• _PROMPT 1_: In the EpiphoraAnnotation documentation, what is the default value of min_length?
• _PROMPT 2_: Rewrite the EpiphoraAnnotation documentation from the words "min_length : int, optional" through "tag for punctuation.", with "word class label" in place of "part of speech tag".

• _SELECTED TEXT_:
===
Module stylotool.src.freestylo.EpiphoraAnnotation

Classes

class EpiphoraAnnotation (text: freestylo.TextObject.TextObject, min_length=2, conj=['and', 'or', 'but', 'nor'], punct_pos='PUNCT')

This class is used to find epiphora candidates in a text. It uses the TextObject class to store the text and its annotations.

Constructor for the EpiphoraAnnotation class.

Parameters

text : TextObject
The text to be analyzed.
min_length : int, optional
The minimum length of the epiphora candidates.
conj : list, optional
A list of conjunctions that should be considered when looking for epiphora.
punct_pos : str, optional
The part of speech tag for punctuation.
Expand source code
class EpiphoraAnnotation:
    """
    This class is used to find epiphora candidates in a text.
    It uses the TextObject class to store the text and its annotations.
    """
    def __init__(self, text : TextObject, min_length=2, conj = ["and", "or", "but", "nor"], punct_pos="PUNCT"):
        """
        Constructor for the EpiphoraAnnotation class.

        Parameters
        ----------
        text : TextObject
            The text to be analyzed.
===
• _RECORDS SUPPLIED_:
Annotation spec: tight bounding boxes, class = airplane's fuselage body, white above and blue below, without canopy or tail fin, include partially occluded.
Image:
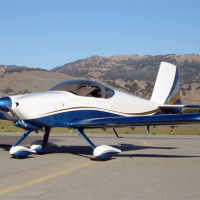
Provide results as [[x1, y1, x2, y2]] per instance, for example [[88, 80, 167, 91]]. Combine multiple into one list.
[[3, 90, 158, 127]]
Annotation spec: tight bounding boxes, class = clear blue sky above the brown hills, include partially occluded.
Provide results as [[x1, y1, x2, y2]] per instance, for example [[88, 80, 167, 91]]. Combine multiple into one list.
[[0, 0, 200, 69]]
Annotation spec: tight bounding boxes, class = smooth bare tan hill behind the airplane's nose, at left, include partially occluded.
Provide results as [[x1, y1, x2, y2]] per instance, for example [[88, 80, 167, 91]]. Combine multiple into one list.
[[0, 70, 73, 96]]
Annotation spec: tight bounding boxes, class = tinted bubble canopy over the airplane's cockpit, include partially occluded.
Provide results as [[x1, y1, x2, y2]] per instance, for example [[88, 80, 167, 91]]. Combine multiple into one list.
[[49, 79, 115, 99]]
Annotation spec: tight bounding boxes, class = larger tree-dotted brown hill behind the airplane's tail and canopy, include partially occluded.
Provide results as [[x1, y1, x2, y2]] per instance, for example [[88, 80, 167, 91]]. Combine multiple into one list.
[[52, 54, 200, 104]]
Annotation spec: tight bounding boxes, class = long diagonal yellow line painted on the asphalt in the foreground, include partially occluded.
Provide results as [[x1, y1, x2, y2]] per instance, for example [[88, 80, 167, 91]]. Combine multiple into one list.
[[0, 161, 95, 195]]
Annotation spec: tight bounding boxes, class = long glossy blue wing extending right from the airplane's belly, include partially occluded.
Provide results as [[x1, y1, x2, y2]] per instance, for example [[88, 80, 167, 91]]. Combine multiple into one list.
[[70, 113, 200, 128]]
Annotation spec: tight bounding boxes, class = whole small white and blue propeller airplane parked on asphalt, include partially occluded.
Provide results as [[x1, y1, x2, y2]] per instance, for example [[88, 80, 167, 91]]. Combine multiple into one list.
[[0, 62, 200, 160]]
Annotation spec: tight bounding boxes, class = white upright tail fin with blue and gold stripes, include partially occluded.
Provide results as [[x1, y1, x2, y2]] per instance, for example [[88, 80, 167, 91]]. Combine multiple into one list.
[[151, 62, 181, 105]]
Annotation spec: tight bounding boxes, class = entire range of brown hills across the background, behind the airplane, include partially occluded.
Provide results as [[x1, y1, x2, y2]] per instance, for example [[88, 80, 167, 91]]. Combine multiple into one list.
[[0, 54, 200, 104]]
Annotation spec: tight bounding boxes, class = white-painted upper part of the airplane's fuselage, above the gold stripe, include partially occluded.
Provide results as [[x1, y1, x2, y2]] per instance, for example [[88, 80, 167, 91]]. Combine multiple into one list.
[[7, 90, 158, 120]]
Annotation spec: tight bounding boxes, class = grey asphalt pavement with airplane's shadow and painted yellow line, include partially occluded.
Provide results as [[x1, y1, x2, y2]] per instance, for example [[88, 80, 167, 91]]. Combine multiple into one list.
[[0, 133, 200, 200]]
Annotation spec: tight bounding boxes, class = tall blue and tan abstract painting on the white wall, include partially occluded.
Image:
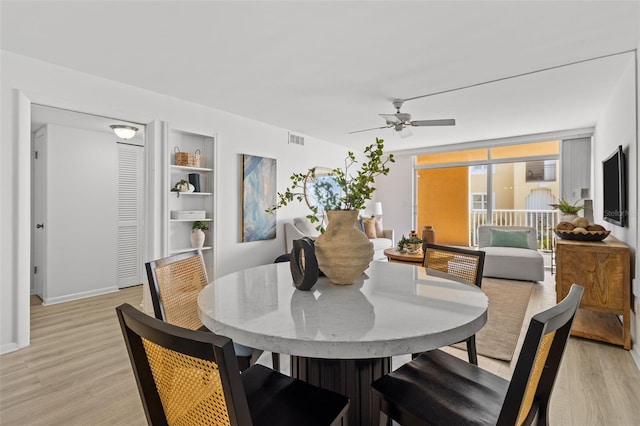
===
• _EXERCISE OUTPUT 1_: 2

• _EXERCISE OUTPUT 2_:
min_length : int, optional
The minimum length of the epiphora candidates.
conj : list, optional
A list of conjunctions that should be considered when looking for epiphora.
punct_pos : str, optional
The word class label for punctuation.